──────── Supplied material

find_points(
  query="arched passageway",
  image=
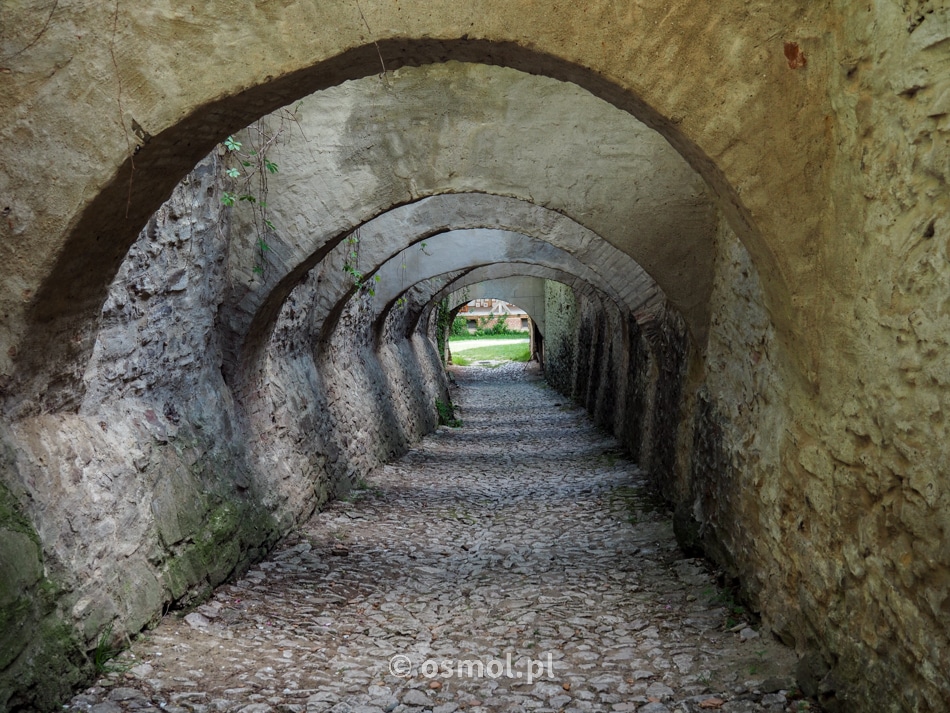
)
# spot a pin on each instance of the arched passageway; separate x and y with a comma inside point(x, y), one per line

────────────────

Instructions for the task -> Transcribe the data above line for line without altering anything, but omit the picture.

Solution for this problem ->
find_points(
  query="arched passageway",
  image=
)
# spot a pin on each instance of the arched passageway; separate x and y with a comma inside point(x, y), one per line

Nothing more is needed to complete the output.